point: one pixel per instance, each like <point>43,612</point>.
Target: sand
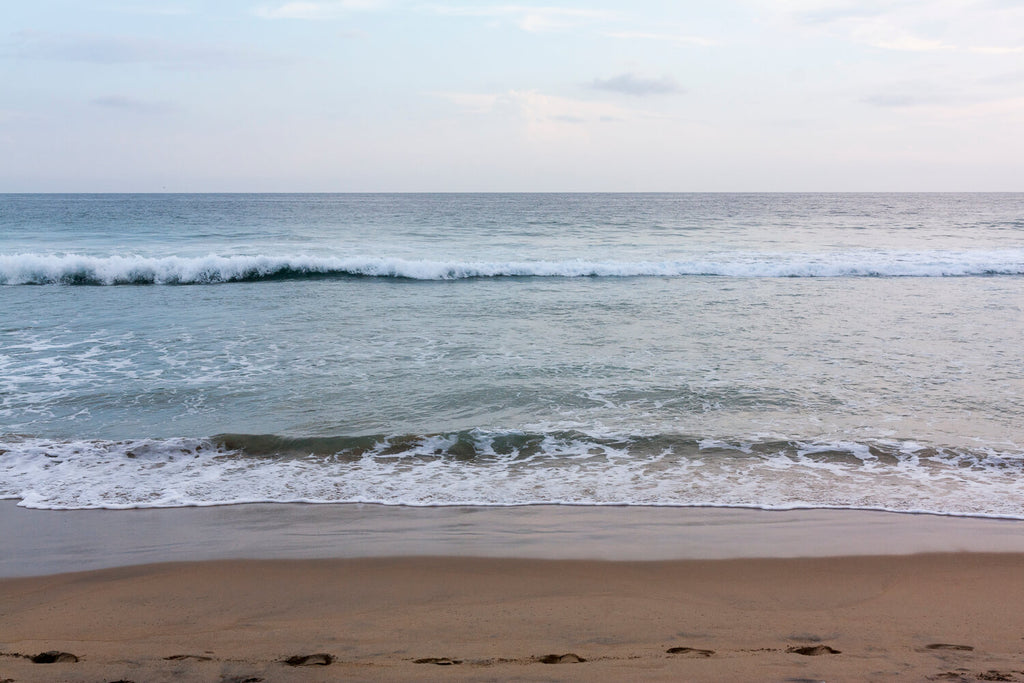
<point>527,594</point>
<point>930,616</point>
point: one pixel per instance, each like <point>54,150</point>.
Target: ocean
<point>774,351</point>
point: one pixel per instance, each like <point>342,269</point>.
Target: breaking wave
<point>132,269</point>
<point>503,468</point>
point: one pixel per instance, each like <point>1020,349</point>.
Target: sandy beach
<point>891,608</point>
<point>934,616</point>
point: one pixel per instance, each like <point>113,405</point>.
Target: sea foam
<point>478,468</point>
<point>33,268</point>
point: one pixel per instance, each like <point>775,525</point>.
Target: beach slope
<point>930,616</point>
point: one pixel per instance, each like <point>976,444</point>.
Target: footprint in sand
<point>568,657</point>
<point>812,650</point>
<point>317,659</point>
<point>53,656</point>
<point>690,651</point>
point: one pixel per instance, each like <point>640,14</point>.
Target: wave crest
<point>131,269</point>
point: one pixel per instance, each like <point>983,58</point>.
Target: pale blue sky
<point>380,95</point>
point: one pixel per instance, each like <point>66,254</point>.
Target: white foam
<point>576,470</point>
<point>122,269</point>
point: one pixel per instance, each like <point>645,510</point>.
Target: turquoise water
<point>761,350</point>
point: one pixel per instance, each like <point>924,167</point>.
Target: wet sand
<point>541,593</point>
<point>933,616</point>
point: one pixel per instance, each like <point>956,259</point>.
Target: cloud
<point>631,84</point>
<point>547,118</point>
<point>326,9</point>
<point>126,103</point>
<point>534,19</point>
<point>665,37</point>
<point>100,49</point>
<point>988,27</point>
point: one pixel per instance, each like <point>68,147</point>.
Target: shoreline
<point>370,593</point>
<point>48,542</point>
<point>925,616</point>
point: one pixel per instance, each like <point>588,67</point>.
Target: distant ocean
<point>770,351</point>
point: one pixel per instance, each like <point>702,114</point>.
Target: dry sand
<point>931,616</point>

---

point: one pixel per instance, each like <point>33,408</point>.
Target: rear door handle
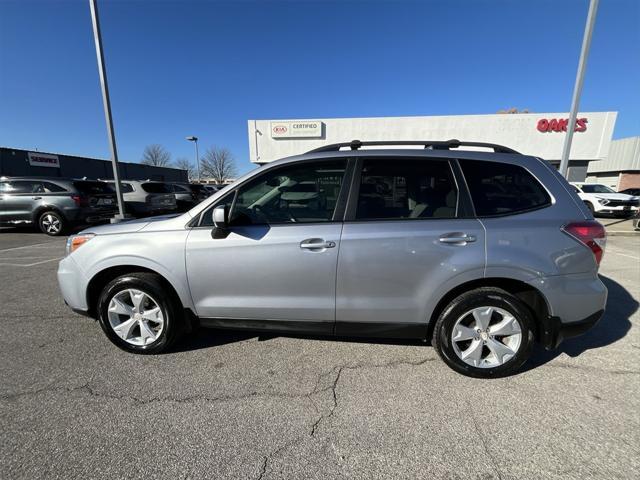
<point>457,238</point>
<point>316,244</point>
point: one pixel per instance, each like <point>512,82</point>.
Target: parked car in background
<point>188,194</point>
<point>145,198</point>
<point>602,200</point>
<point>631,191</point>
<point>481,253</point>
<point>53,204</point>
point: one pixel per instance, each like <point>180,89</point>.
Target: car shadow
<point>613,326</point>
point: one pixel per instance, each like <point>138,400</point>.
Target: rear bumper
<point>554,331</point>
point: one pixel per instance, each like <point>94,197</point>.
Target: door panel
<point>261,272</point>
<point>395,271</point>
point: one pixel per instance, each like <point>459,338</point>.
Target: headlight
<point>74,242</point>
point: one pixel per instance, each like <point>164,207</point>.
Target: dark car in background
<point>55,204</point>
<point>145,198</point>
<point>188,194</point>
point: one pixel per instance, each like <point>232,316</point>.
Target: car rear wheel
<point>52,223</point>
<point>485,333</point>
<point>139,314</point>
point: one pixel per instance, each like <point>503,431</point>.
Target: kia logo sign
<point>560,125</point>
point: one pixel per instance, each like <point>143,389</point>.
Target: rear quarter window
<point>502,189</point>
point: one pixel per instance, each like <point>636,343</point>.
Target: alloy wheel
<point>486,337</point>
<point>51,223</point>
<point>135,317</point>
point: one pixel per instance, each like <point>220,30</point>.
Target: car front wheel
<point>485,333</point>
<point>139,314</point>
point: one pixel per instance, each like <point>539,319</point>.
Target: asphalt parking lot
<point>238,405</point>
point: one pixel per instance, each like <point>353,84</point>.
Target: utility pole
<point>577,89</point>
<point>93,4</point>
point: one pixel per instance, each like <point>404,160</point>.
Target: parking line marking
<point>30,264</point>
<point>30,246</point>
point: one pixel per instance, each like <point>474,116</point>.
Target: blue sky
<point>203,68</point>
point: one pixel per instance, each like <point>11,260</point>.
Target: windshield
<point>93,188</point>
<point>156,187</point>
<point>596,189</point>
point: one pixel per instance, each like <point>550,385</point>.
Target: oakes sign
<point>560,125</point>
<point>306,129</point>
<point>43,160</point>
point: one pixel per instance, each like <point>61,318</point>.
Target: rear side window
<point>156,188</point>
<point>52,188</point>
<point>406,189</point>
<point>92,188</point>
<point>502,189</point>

--

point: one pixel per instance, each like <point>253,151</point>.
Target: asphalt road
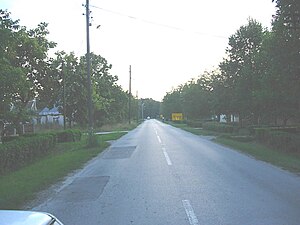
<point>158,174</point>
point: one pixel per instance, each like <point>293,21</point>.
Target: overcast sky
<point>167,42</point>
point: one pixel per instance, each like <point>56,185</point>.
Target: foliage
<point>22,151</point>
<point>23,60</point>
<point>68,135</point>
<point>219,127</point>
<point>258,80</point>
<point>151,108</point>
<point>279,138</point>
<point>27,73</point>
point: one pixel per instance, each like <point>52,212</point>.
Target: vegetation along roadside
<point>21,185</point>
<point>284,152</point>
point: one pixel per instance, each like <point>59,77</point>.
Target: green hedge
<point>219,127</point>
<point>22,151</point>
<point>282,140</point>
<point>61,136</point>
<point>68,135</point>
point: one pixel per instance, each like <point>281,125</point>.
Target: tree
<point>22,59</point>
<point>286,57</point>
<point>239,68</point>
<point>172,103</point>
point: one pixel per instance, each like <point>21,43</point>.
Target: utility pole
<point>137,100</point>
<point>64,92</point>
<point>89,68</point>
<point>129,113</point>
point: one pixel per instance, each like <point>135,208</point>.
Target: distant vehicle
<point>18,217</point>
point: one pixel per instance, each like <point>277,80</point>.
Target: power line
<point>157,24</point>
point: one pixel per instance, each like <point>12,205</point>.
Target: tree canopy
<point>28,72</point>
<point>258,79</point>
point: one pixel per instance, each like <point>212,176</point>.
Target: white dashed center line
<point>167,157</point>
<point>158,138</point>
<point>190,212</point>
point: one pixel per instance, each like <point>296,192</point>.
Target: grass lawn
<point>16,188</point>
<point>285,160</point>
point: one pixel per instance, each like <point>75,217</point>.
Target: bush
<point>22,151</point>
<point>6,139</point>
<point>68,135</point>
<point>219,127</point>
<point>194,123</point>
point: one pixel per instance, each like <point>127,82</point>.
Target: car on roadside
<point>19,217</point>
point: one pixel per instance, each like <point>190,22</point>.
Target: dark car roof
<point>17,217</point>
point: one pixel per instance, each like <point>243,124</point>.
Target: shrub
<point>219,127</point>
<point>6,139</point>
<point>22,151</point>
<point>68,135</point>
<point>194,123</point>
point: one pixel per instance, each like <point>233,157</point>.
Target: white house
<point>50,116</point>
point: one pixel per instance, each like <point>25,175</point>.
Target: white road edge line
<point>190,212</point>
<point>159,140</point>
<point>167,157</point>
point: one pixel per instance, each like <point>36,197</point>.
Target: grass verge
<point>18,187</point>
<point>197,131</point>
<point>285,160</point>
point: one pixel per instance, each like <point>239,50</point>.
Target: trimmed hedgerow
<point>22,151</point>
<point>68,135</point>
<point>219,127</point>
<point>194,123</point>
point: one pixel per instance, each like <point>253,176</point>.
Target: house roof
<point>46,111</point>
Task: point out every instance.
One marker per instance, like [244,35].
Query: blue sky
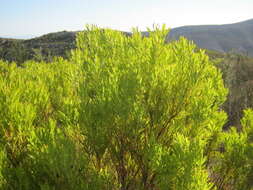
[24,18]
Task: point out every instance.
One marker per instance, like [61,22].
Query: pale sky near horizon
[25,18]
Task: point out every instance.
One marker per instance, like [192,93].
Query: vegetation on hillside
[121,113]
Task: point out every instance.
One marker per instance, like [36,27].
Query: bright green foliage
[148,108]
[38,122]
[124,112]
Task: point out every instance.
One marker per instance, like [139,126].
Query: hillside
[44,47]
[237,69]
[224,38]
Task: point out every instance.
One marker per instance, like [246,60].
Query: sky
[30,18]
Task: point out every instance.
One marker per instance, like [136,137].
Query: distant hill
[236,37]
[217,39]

## [ASSIGNED TASK]
Could you show every line of the listing that holds the string "marker"?

## [OUTPUT OF THE EXERCISE]
One marker per instance, like [244,35].
One marker per instance, like [61,22].
One marker per instance, like [192,93].
One marker per instance, like [36,27].
One marker per instance, like [139,126].
One marker per instance, like [246,60].
One marker per instance, like [136,137].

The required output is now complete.